_REQUIRED WORK_
1. Decide whether each statement below agrees with the graphite funding article, answering yes or no and quoting the words from the article that settle it. (a) The Ancuabe project lies in the Cabo Delgado region of Mozambique. (b) The global graphite market is expected to grow over ten per cent in the next six years. (c) The maiden ore reserve at Ancuabe forecast 24.9 million tonnes.
2. Please transcribe the graphite funding article from "In June, Jian" up to and including "in East Africa.".

_ARTICLE_
Graphite producer Triton has received another $2.7 million in funding from a Chinese state-owned tech company, Jinan Hi-Tech.

In June, Jian Hi-Tech committed $19.5 million in funding to Triton and in July added a further $2 million. The funding will be used to develop the Ancuabe Graphite Project in East Africa.

The company said Jian Hi-Tech’s contribution will assist financially with mining regulations in Mozambique and funding construction as it begins.

Ancuabe is located in the historically prospective Cabo Delgado region, Mozambique. A maiden ore reserve at the site forecast it to hold 24.9 million tonnes at 6.2 per cent total graphite content.

The global graphite market is expected to grow over six per cent in the next six years. This is predominately due to graphite’s growing role in producing lithium-ion batteries which are used in electric vehicles.

The demand for rechargeable lithium batteries continues to increase, especially in the vehicles sector which continues to record growth each year.

Graphite producers globally are capitalising on the commodity’s growing worth, which currently has an industry value of $25.7 billion (US$17.62 billion).

_MATERIAL PROVIDED_
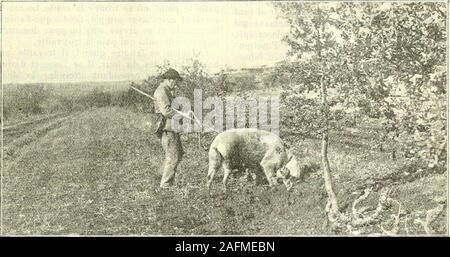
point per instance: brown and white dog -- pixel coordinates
(257, 150)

_EXERCISE RESPONSES_
1.
(a) Yes: "Ancuabe is located in the historically prospective Cabo Delgado region, Mozambique."
(b) No: "The global graphite market is expected to grow over six per cent in the next six years."
(c) Yes: "A maiden ore reserve at the site forecast it to hold 24.9 million tonnes at 6.2 per cent total graphite content."

2.
In June, Jian Hi-Tech committed $19.5 million in funding to Triton and in July added a further $2 million. The funding will be used to develop the Ancuabe Graphite Project in East Africa.